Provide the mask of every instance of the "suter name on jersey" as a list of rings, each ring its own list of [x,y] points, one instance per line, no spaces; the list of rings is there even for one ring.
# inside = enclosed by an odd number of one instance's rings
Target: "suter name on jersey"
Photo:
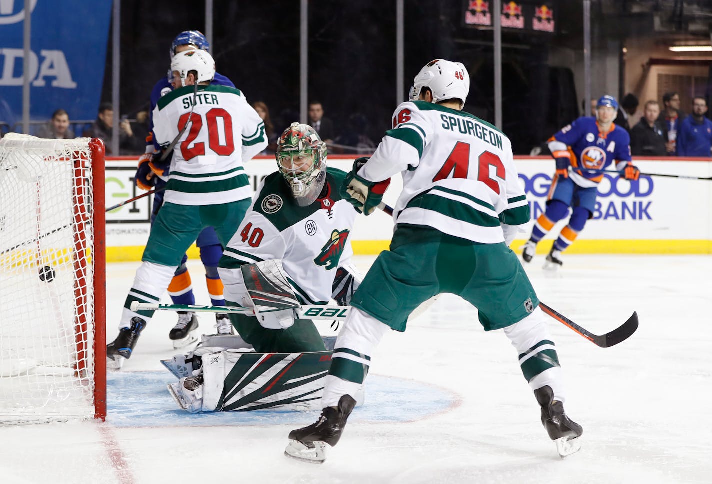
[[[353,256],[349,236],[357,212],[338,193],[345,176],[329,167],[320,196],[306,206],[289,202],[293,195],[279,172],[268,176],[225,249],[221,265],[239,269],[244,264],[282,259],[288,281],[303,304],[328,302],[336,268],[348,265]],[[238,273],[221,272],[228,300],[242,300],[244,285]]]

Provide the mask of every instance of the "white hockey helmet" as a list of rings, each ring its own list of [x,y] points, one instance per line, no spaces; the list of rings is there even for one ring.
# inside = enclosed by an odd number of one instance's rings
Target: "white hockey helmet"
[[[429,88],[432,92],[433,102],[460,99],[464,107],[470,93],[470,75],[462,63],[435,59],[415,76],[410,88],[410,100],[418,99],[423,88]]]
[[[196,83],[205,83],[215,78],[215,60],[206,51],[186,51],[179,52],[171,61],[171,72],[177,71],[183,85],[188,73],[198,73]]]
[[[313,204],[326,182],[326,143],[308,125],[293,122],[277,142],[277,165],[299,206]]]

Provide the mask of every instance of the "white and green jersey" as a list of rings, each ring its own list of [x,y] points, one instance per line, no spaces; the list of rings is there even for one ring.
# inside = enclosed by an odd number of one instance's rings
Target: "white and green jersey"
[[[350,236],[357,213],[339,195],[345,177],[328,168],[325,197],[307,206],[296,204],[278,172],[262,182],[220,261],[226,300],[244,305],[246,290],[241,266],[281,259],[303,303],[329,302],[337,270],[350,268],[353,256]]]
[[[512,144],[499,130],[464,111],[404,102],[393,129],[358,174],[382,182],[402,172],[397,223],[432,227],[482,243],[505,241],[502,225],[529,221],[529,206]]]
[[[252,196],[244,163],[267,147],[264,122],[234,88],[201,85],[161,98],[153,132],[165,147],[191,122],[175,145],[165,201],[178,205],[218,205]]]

○ ○ ○

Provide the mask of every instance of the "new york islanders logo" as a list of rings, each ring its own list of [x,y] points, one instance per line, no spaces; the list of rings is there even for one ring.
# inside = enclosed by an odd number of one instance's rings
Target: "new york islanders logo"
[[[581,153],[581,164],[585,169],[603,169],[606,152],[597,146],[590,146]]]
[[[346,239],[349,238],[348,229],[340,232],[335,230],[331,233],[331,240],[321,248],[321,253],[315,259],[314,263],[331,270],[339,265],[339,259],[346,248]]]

○ ○ ○

(GIVEN EXERCISE):
Which lines in the rows above contain the word "hockey"? Gather each of them and copy it out in full.

(WORKED SOLUTION):
Provide the mask of every instance of the "white hockey helmet" as a list of rings, each ring its own list of [x,y] points, one instance per line, no spaces; the list of rings is there even for one ring.
Target: "white hockey helmet"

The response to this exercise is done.